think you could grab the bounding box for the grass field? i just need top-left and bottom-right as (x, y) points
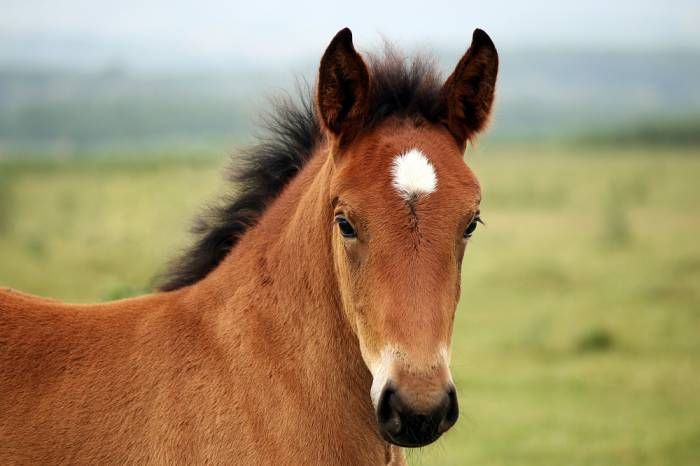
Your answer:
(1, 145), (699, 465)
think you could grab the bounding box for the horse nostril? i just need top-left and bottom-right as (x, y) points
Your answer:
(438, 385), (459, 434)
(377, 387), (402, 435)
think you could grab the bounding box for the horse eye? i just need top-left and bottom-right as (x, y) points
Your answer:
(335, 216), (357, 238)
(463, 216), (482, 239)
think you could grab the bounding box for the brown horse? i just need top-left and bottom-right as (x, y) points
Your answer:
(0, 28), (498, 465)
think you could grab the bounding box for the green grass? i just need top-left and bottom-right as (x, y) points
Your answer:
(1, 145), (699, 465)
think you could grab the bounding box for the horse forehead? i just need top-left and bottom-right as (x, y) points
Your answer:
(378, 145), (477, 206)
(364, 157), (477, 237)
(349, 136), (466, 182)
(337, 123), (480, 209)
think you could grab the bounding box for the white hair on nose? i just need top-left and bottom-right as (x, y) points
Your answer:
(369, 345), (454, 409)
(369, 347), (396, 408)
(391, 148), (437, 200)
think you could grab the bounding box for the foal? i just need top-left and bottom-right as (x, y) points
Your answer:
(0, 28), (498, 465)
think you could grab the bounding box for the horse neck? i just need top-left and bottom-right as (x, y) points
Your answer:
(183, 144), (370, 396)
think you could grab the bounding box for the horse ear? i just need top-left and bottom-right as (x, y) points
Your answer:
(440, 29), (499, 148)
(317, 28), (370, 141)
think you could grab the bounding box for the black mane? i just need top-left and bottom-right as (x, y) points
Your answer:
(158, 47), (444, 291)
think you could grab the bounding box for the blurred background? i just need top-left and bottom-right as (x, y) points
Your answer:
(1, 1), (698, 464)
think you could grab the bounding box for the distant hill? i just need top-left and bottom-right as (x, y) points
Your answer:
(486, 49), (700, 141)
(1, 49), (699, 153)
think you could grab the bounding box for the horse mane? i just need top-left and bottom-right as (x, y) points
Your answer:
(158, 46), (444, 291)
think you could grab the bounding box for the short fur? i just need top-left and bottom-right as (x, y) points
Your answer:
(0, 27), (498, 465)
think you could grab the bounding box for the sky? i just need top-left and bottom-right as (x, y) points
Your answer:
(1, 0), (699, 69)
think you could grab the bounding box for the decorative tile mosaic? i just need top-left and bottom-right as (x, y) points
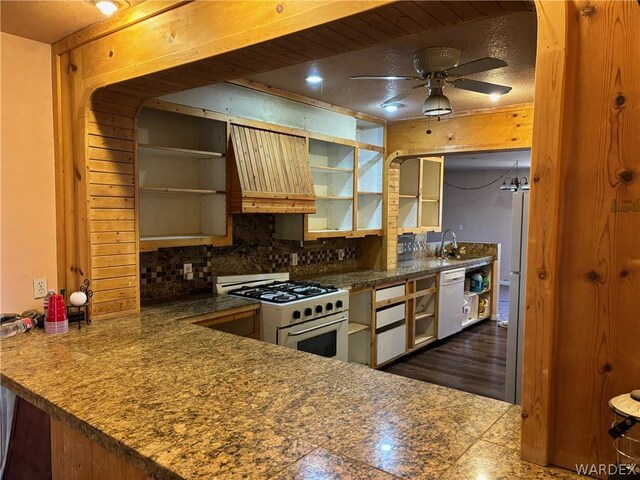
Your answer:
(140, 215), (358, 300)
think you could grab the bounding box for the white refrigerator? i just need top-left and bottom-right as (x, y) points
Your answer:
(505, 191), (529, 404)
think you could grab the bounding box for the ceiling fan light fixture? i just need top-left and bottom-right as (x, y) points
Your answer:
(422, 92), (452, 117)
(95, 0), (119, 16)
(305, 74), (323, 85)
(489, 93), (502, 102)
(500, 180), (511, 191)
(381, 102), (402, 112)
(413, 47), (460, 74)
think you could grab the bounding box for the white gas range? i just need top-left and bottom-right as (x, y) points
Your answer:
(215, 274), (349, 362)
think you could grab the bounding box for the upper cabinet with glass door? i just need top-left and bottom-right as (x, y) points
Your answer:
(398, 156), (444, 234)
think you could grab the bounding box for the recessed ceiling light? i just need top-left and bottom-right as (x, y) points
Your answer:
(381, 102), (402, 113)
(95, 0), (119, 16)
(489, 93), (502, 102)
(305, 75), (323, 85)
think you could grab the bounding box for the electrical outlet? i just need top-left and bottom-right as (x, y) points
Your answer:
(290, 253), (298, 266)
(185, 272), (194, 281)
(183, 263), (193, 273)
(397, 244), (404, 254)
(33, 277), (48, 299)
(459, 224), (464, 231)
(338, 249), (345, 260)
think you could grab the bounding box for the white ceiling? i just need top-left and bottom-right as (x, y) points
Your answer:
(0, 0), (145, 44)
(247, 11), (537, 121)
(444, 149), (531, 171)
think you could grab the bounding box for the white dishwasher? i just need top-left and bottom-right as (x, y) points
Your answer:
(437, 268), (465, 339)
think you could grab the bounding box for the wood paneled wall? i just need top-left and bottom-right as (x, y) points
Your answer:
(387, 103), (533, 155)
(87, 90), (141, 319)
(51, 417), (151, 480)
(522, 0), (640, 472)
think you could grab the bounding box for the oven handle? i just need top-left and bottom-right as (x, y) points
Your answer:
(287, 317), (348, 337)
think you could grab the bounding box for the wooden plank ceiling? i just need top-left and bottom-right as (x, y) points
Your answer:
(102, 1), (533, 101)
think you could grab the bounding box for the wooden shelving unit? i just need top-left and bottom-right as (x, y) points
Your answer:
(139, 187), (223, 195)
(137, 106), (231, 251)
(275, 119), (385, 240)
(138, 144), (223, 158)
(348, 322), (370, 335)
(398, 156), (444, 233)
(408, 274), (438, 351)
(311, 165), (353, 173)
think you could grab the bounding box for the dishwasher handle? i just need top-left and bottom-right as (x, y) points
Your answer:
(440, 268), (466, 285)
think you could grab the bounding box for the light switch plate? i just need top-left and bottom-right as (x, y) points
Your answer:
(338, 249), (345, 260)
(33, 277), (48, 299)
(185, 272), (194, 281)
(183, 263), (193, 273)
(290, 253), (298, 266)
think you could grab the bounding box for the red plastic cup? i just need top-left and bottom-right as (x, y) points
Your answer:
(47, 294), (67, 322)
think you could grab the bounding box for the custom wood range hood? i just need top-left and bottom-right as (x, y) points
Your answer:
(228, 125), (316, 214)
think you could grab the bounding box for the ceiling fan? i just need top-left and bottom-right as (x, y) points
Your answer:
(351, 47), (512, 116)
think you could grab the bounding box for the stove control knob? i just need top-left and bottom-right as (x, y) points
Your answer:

────────────────

YOUR INSTRUCTIONS → From the data above, gather every line that includes the word "range".

EXERCISE ANSWER →
think you could grab the bounding box for the white gas range? i just need top-left and bottom-right as (x, y) points
think you could grab the bounding box for the custom wood range hood? i just need top-left and bottom-right as (x, y) points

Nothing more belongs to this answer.